[Point annotation dataset records]
>>>
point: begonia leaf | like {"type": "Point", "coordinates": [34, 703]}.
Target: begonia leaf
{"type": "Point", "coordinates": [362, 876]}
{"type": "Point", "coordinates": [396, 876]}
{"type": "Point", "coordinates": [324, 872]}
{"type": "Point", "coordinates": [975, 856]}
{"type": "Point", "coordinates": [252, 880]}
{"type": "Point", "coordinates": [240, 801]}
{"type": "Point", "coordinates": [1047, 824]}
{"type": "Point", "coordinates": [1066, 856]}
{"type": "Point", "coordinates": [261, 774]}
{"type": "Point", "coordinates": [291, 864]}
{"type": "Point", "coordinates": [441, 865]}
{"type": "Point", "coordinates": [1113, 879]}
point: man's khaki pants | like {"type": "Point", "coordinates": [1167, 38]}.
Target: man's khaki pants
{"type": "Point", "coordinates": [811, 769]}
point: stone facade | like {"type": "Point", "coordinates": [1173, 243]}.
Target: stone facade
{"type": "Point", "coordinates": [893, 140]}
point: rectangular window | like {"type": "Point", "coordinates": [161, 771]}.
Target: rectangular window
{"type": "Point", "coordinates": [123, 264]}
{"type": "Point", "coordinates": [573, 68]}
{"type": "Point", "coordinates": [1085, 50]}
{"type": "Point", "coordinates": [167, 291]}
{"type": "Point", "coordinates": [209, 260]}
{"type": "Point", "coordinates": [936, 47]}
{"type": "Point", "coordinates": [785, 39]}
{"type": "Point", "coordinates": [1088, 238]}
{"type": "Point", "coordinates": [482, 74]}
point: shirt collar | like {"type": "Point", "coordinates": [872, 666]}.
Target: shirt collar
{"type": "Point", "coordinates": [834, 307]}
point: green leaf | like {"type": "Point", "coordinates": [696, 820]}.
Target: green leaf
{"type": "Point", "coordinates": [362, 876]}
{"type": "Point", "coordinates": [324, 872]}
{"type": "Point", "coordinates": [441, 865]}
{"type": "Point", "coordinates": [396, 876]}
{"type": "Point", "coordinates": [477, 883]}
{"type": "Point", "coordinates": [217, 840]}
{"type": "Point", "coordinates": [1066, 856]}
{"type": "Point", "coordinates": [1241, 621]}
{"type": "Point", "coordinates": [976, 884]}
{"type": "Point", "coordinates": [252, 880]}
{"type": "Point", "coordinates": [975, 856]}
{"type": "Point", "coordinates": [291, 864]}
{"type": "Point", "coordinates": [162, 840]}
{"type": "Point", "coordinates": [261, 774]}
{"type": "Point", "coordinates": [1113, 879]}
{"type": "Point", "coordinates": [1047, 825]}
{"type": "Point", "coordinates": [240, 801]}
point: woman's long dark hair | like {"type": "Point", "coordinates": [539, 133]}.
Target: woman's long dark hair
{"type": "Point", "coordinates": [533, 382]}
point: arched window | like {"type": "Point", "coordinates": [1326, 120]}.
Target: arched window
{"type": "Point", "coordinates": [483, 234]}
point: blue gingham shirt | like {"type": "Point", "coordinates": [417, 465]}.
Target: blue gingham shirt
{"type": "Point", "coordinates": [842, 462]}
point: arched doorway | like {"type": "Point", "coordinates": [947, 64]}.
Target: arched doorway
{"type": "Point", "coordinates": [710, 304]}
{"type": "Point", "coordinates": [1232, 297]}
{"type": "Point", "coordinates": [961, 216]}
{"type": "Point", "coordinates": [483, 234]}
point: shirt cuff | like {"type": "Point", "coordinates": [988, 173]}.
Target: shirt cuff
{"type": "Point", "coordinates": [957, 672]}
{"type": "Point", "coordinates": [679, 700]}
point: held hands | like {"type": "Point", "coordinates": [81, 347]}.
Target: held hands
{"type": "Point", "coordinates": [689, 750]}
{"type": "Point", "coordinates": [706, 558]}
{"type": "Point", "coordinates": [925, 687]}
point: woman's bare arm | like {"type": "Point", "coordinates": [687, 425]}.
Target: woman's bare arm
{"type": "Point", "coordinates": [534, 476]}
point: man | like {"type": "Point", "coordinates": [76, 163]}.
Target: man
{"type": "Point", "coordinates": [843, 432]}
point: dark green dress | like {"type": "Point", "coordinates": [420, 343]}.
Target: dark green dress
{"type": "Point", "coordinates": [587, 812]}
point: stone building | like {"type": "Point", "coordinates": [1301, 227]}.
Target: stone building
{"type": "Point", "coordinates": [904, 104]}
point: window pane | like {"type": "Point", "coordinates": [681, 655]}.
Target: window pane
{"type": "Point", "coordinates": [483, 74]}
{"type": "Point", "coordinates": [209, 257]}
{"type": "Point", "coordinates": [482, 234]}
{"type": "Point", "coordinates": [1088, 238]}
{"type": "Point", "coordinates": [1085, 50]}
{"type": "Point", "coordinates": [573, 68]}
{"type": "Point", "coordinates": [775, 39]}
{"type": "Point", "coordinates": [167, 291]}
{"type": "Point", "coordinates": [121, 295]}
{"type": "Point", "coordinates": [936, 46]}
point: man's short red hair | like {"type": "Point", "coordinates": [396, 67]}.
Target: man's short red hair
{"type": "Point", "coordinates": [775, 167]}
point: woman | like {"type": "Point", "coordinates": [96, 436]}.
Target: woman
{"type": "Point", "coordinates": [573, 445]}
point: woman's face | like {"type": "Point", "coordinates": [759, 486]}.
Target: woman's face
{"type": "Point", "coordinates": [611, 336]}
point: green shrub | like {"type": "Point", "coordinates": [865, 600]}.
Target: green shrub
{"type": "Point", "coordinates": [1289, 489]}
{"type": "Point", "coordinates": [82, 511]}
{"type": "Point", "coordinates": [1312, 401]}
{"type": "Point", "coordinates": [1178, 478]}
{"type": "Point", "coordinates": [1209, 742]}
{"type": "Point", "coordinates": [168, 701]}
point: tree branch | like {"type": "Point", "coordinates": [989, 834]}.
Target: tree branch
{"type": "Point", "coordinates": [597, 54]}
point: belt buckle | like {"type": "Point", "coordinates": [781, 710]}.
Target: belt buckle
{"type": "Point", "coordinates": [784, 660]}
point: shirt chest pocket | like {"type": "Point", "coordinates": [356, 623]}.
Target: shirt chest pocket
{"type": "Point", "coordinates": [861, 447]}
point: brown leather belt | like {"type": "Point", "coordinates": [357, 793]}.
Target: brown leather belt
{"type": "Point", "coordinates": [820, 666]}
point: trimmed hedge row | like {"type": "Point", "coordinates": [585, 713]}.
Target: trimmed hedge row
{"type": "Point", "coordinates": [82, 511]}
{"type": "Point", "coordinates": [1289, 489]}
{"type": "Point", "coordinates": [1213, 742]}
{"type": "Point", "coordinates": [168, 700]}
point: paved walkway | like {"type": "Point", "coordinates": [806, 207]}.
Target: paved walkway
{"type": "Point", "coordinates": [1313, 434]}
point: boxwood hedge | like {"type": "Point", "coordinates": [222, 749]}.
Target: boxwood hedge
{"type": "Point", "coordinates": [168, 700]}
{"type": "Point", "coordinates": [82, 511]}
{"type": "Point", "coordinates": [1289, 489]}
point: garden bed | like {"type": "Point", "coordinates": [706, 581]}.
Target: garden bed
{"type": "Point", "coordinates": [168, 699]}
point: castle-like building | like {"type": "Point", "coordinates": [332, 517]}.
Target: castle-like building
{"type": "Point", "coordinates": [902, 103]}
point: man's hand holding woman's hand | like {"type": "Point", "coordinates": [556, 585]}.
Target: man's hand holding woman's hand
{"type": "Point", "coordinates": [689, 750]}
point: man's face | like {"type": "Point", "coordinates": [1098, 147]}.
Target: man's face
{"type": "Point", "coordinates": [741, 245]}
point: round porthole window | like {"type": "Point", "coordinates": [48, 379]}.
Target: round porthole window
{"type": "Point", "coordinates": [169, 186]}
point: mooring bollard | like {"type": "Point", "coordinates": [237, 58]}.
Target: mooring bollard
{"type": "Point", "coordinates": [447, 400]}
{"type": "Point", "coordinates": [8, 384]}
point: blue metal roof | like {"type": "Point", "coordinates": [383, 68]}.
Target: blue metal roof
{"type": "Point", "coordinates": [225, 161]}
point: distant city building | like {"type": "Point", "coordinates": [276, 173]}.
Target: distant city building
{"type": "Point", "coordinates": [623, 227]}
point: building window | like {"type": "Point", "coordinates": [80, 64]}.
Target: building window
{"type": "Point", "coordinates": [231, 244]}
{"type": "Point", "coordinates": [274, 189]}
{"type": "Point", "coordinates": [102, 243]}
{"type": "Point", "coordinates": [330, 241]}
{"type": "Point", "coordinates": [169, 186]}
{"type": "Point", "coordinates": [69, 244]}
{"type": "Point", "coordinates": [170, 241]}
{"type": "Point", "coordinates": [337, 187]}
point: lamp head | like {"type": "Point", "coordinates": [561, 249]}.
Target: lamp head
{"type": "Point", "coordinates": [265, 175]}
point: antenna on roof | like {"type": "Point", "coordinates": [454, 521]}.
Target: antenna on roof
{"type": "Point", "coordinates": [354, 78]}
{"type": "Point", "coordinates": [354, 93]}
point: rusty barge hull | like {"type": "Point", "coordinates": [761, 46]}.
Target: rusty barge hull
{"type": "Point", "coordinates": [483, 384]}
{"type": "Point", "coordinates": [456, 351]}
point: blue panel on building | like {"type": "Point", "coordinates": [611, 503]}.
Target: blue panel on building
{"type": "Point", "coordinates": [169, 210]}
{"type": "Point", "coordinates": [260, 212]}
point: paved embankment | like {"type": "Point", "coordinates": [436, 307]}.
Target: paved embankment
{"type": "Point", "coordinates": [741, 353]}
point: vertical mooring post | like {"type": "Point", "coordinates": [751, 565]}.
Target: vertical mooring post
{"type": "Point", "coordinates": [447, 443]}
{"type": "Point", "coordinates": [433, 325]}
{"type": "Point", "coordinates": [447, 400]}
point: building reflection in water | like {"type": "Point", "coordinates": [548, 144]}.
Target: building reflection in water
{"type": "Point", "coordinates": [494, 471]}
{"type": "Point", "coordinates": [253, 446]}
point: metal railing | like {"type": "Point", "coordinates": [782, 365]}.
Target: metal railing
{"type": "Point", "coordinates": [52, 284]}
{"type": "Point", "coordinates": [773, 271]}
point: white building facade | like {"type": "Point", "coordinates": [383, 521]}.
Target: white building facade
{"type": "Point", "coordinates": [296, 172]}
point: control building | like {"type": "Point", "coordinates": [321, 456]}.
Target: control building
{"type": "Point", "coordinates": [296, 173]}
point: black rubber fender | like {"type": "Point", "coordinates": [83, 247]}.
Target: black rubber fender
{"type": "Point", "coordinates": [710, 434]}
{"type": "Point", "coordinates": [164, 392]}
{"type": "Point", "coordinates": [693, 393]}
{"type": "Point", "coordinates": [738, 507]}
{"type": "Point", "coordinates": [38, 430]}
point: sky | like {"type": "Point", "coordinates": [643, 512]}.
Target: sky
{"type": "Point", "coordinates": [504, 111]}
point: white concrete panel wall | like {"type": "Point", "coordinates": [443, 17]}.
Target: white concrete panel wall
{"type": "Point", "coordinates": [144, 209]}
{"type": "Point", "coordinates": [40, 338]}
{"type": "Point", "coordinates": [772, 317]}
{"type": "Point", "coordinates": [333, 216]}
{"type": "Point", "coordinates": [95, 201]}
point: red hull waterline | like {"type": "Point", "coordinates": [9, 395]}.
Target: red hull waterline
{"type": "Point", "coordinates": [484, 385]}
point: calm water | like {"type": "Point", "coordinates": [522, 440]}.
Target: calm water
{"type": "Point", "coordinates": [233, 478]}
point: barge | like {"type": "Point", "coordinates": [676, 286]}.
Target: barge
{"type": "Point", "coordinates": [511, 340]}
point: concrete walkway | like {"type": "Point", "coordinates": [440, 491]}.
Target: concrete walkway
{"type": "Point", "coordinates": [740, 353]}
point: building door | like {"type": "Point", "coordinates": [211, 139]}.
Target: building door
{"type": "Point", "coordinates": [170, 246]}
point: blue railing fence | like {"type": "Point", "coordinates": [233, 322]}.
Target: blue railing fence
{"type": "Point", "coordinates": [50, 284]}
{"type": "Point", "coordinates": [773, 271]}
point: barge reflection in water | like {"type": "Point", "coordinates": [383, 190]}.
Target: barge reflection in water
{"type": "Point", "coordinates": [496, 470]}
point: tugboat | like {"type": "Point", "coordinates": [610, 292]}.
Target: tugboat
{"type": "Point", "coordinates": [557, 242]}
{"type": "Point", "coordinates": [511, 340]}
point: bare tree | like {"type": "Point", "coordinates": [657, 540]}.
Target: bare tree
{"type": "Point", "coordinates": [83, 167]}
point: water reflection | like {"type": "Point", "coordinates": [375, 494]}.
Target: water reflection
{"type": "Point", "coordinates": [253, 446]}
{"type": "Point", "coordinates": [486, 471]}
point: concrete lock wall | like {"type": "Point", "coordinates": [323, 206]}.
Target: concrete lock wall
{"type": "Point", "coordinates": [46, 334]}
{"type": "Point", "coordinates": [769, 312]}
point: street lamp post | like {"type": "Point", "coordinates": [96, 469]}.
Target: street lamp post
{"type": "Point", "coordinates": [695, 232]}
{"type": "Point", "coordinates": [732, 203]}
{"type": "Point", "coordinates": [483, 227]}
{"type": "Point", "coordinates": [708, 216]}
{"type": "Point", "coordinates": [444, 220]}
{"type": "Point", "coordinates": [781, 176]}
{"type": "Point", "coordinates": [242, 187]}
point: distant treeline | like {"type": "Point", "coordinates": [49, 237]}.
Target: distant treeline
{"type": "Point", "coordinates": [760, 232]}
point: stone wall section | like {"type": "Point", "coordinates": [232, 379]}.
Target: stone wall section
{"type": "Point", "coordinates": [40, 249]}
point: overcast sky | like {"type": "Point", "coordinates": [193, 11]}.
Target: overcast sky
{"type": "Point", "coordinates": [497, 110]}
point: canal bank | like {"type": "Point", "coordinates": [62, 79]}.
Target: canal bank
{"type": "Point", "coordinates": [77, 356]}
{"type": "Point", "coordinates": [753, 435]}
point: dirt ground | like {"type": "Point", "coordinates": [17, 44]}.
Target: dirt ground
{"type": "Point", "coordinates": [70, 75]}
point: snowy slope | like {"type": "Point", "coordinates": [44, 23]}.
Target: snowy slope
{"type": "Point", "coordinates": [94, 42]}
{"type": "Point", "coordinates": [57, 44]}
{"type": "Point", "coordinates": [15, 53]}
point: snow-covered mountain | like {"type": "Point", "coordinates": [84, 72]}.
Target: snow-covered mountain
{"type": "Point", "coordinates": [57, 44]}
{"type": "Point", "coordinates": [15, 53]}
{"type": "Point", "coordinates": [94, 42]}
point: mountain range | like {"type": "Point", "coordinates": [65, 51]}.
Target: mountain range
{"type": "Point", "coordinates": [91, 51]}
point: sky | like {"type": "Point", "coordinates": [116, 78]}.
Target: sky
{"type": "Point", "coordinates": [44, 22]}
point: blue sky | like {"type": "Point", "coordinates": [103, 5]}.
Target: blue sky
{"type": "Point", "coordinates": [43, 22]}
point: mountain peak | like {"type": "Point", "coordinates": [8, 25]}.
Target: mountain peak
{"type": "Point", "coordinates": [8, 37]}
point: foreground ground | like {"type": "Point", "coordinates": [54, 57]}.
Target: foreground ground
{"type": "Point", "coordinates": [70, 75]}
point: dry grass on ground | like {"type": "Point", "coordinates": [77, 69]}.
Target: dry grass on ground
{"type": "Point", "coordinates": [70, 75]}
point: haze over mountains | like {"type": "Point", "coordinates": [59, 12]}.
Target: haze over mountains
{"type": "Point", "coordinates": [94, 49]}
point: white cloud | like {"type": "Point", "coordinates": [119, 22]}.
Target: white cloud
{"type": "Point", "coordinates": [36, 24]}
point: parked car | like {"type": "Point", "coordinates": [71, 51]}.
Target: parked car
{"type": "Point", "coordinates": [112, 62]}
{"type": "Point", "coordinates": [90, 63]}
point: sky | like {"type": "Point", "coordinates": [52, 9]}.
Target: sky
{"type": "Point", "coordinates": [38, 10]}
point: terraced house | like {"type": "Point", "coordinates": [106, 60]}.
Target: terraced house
<<<
**Aim of the task**
Repeat word for word every line from the one that holds "point: mountain peak" to the end. Both ends count.

**Expected answer**
point: mountain peak | like {"type": "Point", "coordinates": [8, 25]}.
Target: mountain peak
{"type": "Point", "coordinates": [8, 37]}
point: foreground ground | like {"type": "Point", "coordinates": [54, 57]}.
Target: foreground ground
{"type": "Point", "coordinates": [70, 75]}
point: dry grass on ground | like {"type": "Point", "coordinates": [77, 69]}.
Target: dry grass on ground
{"type": "Point", "coordinates": [70, 75]}
point: haze over mountains | like {"type": "Point", "coordinates": [59, 12]}.
Target: haze over mountains
{"type": "Point", "coordinates": [94, 49]}
point: white cloud | like {"type": "Point", "coordinates": [119, 22]}.
Target: white cloud
{"type": "Point", "coordinates": [36, 24]}
point: parked car | like {"type": "Point", "coordinates": [71, 51]}.
Target: parked car
{"type": "Point", "coordinates": [112, 62]}
{"type": "Point", "coordinates": [90, 63]}
point: sky | like {"type": "Point", "coordinates": [52, 9]}.
Target: sky
{"type": "Point", "coordinates": [38, 10]}
point: terraced house | like {"type": "Point", "coordinates": [106, 60]}.
Target: terraced house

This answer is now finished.